Once the pictures are set aside, transcribe each line of the data exactly.

[Data extracted from a collection]
Start of Block

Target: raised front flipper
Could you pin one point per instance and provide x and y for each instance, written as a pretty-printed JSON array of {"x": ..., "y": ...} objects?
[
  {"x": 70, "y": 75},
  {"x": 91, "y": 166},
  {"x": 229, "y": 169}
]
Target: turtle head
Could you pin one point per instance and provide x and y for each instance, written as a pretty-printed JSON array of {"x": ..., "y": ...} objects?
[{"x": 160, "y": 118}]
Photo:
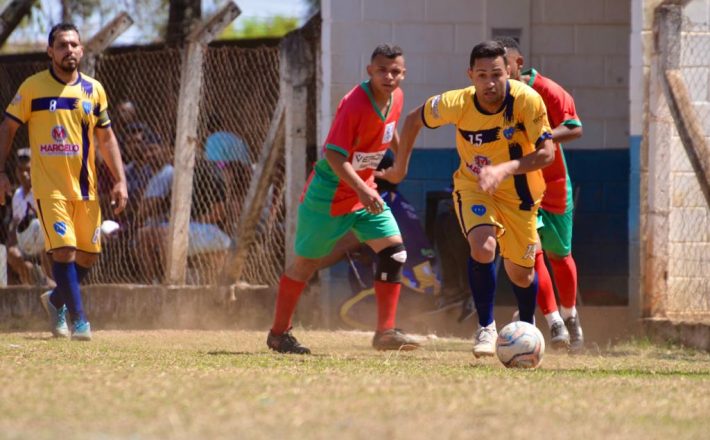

End of Block

EXERCISE RESPONSE:
Target: raised front flipper
Could you pin one point per instance and provide x and y for each instance, written as a pretty-printed JSON array of {"x": ..., "y": ...} objects?
[
  {"x": 70, "y": 75},
  {"x": 91, "y": 166},
  {"x": 229, "y": 169}
]
Target: turtle head
Could you pin one point per instance and provide x and y for each instance, written as a pretty-printed JSON array of {"x": ..., "y": ...} objects?
[{"x": 160, "y": 118}]
Photo:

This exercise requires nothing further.